======== SOURCE ========
Azdren Llullaku

Personal information
- Full name: Azdren Gani Llullaku
- Date of birth: 15 February 1988 (age 38)
- Place of birth: Istok, SR Serbia, SFR Yugoslavia (now Kosovo)
- Height: 1.78 m (5 ft 10 in)
- Position: Forward

Team information
- Current team: SCM Zalău
- Number: 19

Youth career
- 2003–2004: AC Vallata
- 2004–2005: Conegliano

Senior career*
- Years: Team / Apps / (Gls)
- 2005–2006: Conegliano / 18 / (3)
- 2006–2010: Sacilese Calcio / 31 / (8)
- 2007–2008: → Südtirol (loan) / 12 / (0)
- 2009: → Domegliara (loan) / 33 / (11)
- 2010–2011: Tamai / 33 / (22)
- 2011–2012: SandonàJesolo / 30 / (13)
- 2012–2016: Gaz Metan Mediaș / 93 / (17)
- 2016: Politehnica Iași / 14 / (0)
- 2016: Gaz Metan Mediaș / 20 / (16)
- 2017: Astana / 17 / (1)
- 2017: → Tobol (loan) / 13 / (0)
- 2018: Virtus Entella / 4 / (0)
- 2018–2019: Astra Giurgiu / 34 / (7)
- 2019–2020: Shakhtyor Soligorsk / 13 / (1)
- 2020–2022: Concordia Chiajna / 59 / (14)
- 2023: Cjarlins Muzane / 14 / (1)
- 2023–2024: Ceahlăul Piatra Neamț / 24 / (5)
- 2024–2025: Gloria Bistrița / 5 / (0)
- 2025–: SCM Zalău

International career
- 2016–2017: Albania / 6 / (0)

= Azdren Llullaku =

Albanian footballer

Azdren Gani Llullaku (born 15 February 1988) is a professional footballer who plays as a forward for Liga III club SCM Zalău. Born in Yugoslavia, he represented Albania internationally.

==Club career==
===Early career===
Llullaku was born on 15 February 1988 in Istok, SFR Yugoslavia. Due to the Kosovo War, aged 12, Llullaku moved to Italy along with his mother and his brother, settling in Tarzo in the Province of Treviso, Veneto. He began his youth career with A.C. Vallata 1999, a team of the third category, the lowest level of "amateur" football in Italy.

===Italian lower divisions===
In the regional competitions, Llullaku revealed himself to be a talented goalscorer and he was recruited by Denis Florin, sporting director of Conegliano, which played in Eccellenza at that time. Llullaku accepted with enthusiasm and in the 2005–06 season, he started playing with the juniors team, and after ten matches, in December 2005 he transitioned into the senior team by Umberto Trinca and at 17, he scored three goals in 18 matches, helping to avoid a difficult relegation but especially stood out as a player deserving to be a professional.
======== SUPPLIED ENTRIES ========
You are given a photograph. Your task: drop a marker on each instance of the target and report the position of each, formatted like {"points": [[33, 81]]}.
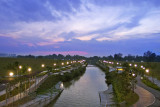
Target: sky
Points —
{"points": [[82, 27]]}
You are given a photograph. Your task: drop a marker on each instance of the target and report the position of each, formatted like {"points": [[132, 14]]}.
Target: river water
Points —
{"points": [[83, 92]]}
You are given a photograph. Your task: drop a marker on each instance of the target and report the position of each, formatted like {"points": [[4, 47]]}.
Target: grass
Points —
{"points": [[131, 98], [15, 91], [146, 81], [35, 64], [52, 80], [121, 95]]}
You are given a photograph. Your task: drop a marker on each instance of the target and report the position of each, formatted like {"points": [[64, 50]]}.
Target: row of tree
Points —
{"points": [[147, 57]]}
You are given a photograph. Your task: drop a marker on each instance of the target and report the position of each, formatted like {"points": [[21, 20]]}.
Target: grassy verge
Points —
{"points": [[52, 80], [146, 81], [15, 91], [121, 91]]}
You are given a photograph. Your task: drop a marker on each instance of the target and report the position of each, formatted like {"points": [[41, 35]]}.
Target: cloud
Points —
{"points": [[88, 18], [56, 52]]}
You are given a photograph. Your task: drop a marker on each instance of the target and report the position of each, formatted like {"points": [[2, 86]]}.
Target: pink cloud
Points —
{"points": [[63, 53]]}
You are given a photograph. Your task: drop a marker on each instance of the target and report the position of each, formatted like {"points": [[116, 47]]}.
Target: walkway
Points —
{"points": [[145, 97], [32, 88], [151, 90]]}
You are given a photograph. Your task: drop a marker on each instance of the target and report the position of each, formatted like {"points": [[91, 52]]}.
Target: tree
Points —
{"points": [[118, 56], [149, 56]]}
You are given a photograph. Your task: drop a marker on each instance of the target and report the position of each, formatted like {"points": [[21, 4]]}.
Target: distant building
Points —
{"points": [[7, 55]]}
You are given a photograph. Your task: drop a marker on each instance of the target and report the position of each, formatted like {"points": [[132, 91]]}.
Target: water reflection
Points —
{"points": [[83, 91]]}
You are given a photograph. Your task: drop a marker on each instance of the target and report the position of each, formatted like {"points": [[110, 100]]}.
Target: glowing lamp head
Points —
{"points": [[11, 74], [135, 65], [20, 67], [29, 69], [42, 65], [133, 74], [147, 70]]}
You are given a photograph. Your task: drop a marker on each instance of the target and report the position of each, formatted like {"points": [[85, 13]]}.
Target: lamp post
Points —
{"points": [[29, 70], [42, 65], [135, 65]]}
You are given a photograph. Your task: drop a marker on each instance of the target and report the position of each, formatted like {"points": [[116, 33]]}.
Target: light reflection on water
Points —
{"points": [[84, 91]]}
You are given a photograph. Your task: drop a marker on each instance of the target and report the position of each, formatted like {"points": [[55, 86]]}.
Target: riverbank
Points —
{"points": [[50, 89], [122, 94], [45, 99], [106, 97]]}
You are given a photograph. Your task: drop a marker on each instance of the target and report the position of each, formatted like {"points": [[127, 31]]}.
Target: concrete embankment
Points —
{"points": [[106, 97], [43, 100]]}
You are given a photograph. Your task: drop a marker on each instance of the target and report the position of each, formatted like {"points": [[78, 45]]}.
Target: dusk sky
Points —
{"points": [[83, 27]]}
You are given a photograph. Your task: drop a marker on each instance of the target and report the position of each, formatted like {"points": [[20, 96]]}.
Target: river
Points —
{"points": [[83, 92]]}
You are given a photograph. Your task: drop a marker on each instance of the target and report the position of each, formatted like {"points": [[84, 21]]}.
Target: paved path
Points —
========
CHALLENGE =>
According to the Azdren Llullaku article, in which town did he settle after moving to Italy?

SOLUTION TO THIS PROBLEM =>
Tarzo, in the Province of Treviso, Veneto.